Più sotto, il video di Anti-slavery.
English: Over a million forced to pick cotton: slavery in Uzbekistan and Turkmenistan behind our clothes
Anti-slavery aims to solve situations of slavery in the world. Among its campaigns, there is the one to stop exploitation (including child slavery) in the cotton industry, particularly in Uzbekistan and Turkmenistan.These two countries are among the largest producers and exporters of cotton in the world, which ends up in global supply chains and on the shelves of many shops. To produce this cotton, both repressive governments use large-scale forced labor systems. Every autumn more than a million Uzbek and Turkmen citizens are forced by the government to leave their regular jobs and go to the camps to collect cotton.
Farmers are ordered to grow cotton, otherwise they risk financial sanctions or removal from the land they farm. During the harvest, citizens like teachers and doctors are forced to leave their regular jobs to spend weeks in the fields picking cotton, often in dangerous conditions and without basic equipment. People can be left exhausted and suffer from health problems and malnutrition after weeks of hard work. Those who work in the cotton plantations are forced to stay in makeshift dormitories in precarious conditions with insufficient food and drinking water. Under pressure from activists, Uzbekistan has promised reforms of its forced labor system. However, it is far from eliminated. Anti-slavery is monitoring the situation closely, particularly during the harvest in autumn.

» **DATA FOR REVIEW**:

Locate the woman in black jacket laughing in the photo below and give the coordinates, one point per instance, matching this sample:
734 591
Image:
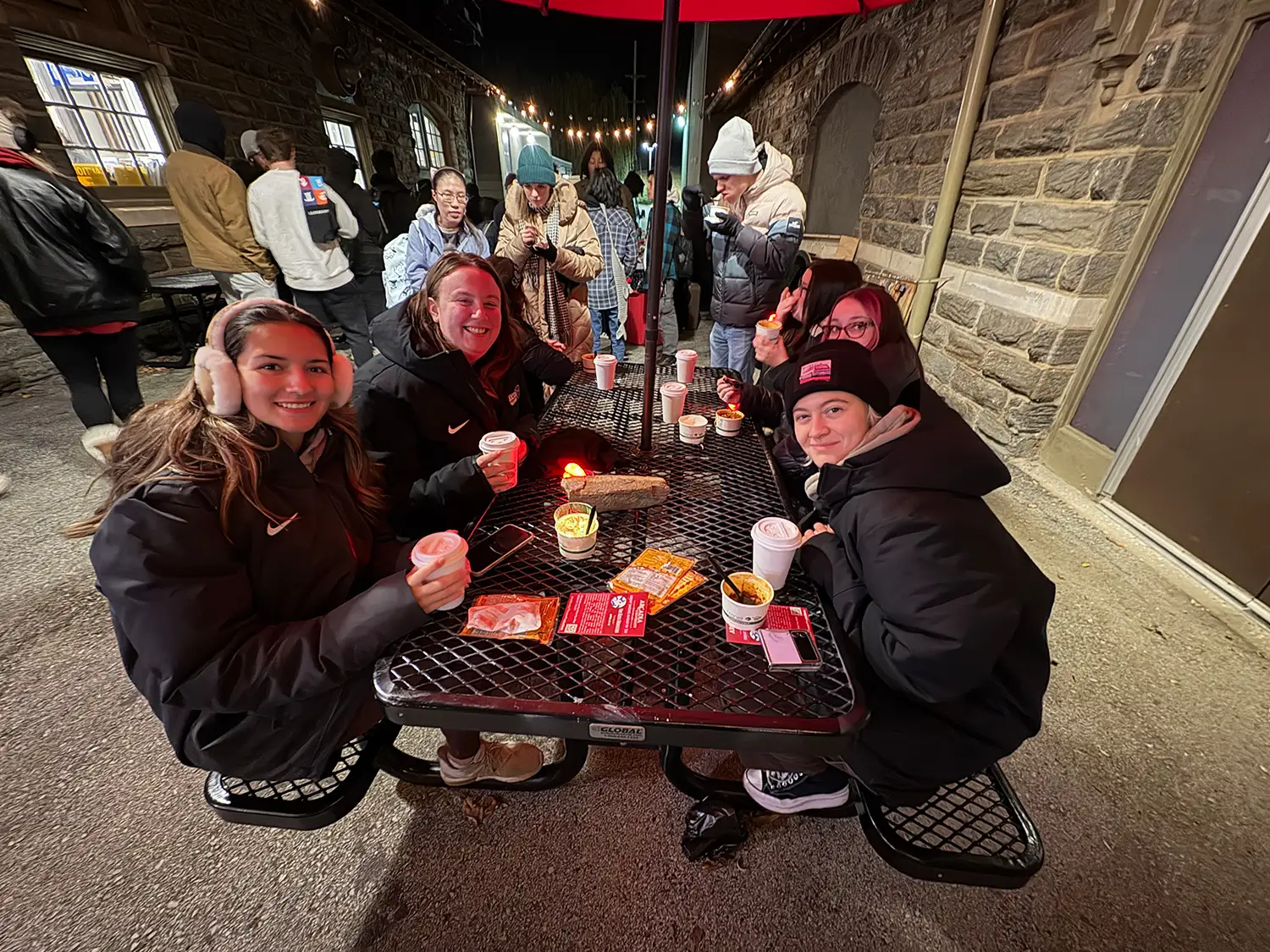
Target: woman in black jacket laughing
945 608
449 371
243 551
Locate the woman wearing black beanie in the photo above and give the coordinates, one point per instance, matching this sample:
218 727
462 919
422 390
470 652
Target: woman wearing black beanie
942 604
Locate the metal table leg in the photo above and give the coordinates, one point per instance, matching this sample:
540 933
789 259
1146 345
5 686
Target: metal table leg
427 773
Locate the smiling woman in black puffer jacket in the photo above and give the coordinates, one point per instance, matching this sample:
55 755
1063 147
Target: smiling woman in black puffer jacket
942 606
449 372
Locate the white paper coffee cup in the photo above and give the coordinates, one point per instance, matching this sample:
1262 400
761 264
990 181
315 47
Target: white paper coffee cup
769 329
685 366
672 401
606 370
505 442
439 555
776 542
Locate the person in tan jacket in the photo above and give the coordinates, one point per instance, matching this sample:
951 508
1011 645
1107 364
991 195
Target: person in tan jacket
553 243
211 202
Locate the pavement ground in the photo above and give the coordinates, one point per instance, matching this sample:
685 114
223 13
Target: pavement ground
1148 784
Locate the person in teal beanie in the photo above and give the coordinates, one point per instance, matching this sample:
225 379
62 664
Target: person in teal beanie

» **TASK TO CARRY OUT**:
Please answer from the text about forced cotton labor: what do farmers risk if they do not grow cotton? You can set the records aside; they aren't needed here.

» **WRITTEN RESPONSE**:
They risk financial sanctions or removal from the land they farm.